- **Dokumen**
+ + + + + + +

SURABAYA (Realita)- Hamdan mantan panitera pengganti di Pengadilan Negeri Surabaya mejalani sidang perkara terima suap di Pengadilan Tindak Pidana Korupsi (Tipikor) Surabaya, Selasa (12/7/2022). Selain Hamdan, Hendro Kasiono kuasa hukum PT Soyu Giri Primedika (SGP) dalam berkas terpisah juga menjalani sidang.
Dalam sidang kali ini, Jaksa Penuntut Umum (JPU) dari Komisi Pemberantasan Korupsi (KPK) mengahadirkan empat orang saksi antaranya Tangan Maligia Yusup Pungkasan alias Pungki selaku Ajudan Wakil Ketua (Waka) PN Surabaya, Joko Purnomo (panitera), Rasja ajudan panitera terdakwa Hamdan dan Waka PN Surabaya Dju Johnson Mira Mangngi.
Baca Juga: Demo, SPHI Minta Polres Jakbar segera Tangkap Oknum Advokat yang Jadi Buronan
Saksi Pungky pegawai honorer itu awalnya mengelak saat menjawab pertanyaan jaksa. Pertanyaan itu terkait, pengaturan hakim untuk memimpin permohonan pembubaran PT SGP itu.
Sampai pada akhirnya, JPU menunjukkan bukti chattingan di aplikasi whatsapp, antara Pungki dengan terdakwa Hamdan. Seketika, Pungki hanya bisa diam. Hanya bisa mengeluarkan jawaban tidak tahu. Bahkan, dalam komunikasi itu, Pungki selalu menggunakan kata “Peluru”.

+ + + + + + +

- **Tugas Wajib**
• A. Tentukan apakah tiap pernyataan berikut sesuai dengan dokumen, lalu jawab ya atau tidak disertai kutipan persis dari dokumen yang menjadi penentunya: (i) Hamdan pernah menjabat sebagai panitera pengganti di Pengadilan Negeri Surabaya; (ii) JPU dari KPK menghadirkan lima orang saksi dalam sidang itu; (iii) Pungki langsung mengakui isi percakapan setelah jaksa menunjukkan bukti chattingan.
• B. Saring catatan dan salin setiap baris yang memuat kata "stone".
Dokumen di atas dan catatan sesudahnya tidak saling berkaitan.

+ + + + + + +

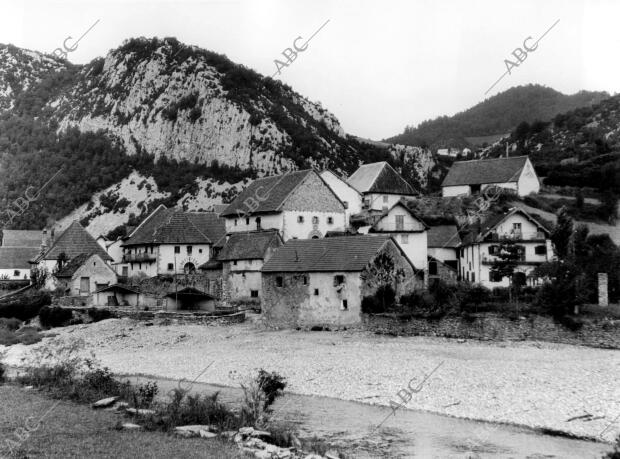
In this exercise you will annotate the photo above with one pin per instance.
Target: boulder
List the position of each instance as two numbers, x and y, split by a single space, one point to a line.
105 402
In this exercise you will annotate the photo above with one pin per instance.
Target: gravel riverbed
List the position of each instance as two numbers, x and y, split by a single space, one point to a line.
528 383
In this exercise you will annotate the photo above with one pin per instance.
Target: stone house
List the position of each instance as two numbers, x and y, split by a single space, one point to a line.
480 247
321 282
243 257
380 185
300 205
85 274
351 198
171 241
443 244
73 241
472 177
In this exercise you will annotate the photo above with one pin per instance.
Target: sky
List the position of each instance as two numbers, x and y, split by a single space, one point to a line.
378 65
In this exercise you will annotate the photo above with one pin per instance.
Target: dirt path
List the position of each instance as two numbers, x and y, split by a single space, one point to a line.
527 383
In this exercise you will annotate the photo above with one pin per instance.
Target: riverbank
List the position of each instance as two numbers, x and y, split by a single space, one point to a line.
540 385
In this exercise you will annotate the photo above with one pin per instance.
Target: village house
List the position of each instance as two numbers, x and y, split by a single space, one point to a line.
17 248
351 198
74 241
443 244
480 248
171 241
380 185
472 177
242 259
321 282
85 274
300 205
407 229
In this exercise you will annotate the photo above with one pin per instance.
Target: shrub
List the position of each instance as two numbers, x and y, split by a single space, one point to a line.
25 305
99 314
272 384
55 316
11 324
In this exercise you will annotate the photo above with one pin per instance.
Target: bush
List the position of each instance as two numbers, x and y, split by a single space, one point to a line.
25 305
11 324
272 384
99 314
55 316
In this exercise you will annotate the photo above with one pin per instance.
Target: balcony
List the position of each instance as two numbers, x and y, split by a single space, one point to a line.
138 257
516 236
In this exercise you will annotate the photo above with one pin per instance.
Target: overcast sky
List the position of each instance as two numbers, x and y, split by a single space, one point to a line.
377 65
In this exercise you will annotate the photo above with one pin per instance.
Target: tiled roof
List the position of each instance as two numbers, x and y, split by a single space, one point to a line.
477 172
17 257
379 178
21 238
347 253
70 268
72 242
443 236
269 192
173 226
249 246
211 225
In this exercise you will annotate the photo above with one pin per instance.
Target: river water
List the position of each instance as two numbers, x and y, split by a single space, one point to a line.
353 427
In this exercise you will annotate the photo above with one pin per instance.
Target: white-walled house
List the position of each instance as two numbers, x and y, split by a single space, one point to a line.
408 230
243 257
351 198
481 246
171 241
380 185
74 241
300 205
472 177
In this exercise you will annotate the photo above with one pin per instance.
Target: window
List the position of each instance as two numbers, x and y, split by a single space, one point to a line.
400 222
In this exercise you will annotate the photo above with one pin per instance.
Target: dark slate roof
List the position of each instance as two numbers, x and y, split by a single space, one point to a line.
443 236
249 246
74 241
274 190
379 178
22 238
211 225
70 268
477 172
172 226
17 257
347 253
477 232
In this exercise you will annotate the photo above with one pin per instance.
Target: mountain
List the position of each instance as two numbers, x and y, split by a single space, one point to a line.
495 116
158 121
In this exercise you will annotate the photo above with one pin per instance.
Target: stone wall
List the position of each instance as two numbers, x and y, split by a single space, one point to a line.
601 333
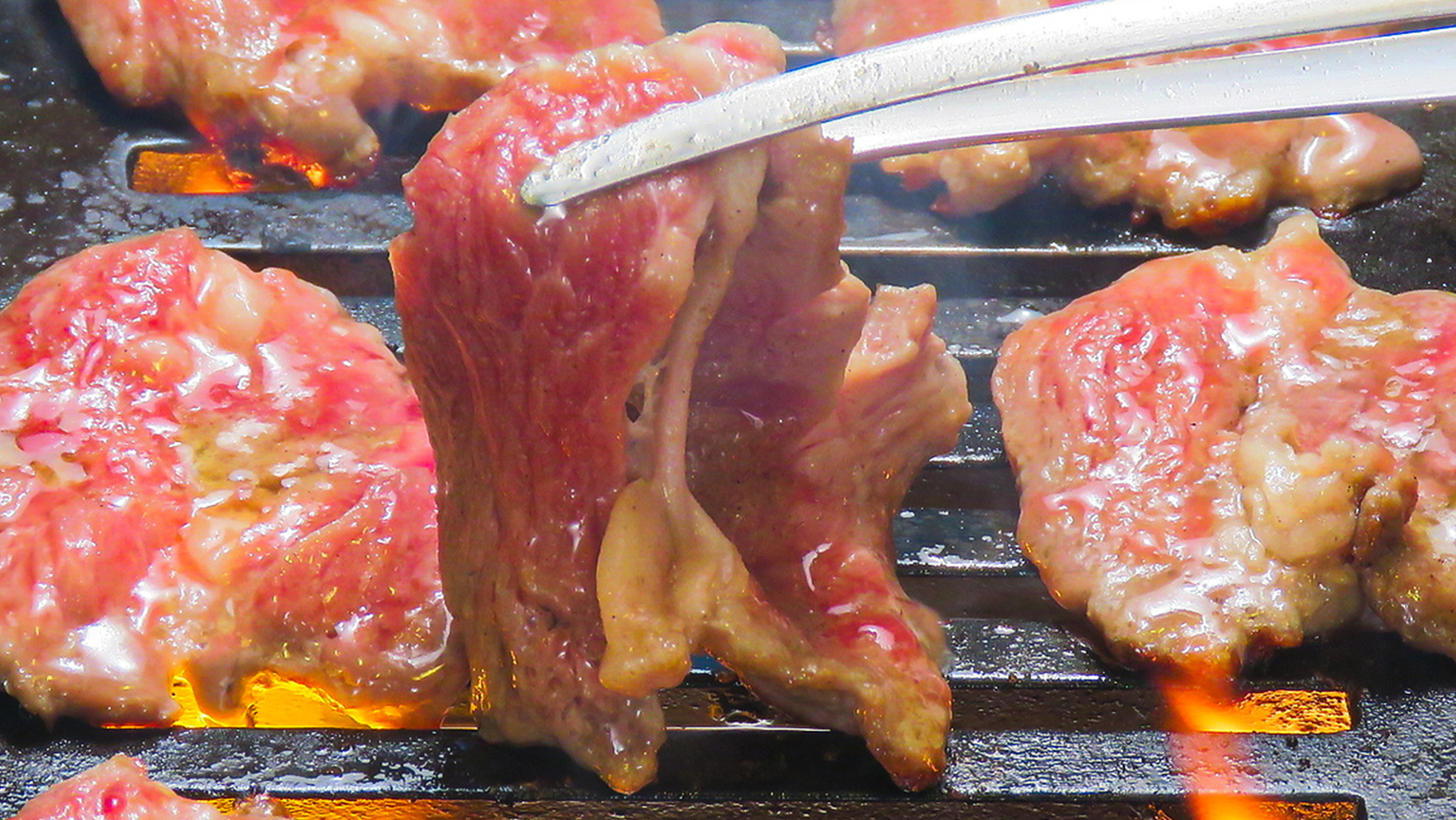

+ + + + + + +

- **Jawaban Latihan**
• A.
(i) Ya: "Hamdan mantan panitera pengganti di Pengadilan Negeri Surabaya"
(ii) Tidak: "empat orang saksi"
(iii) Tidak: "Seketika, Pungki hanya bisa diam. Hanya bisa mengeluarkan jawaban tidak tahu."

• B.
Target: stone house
Target: stone wall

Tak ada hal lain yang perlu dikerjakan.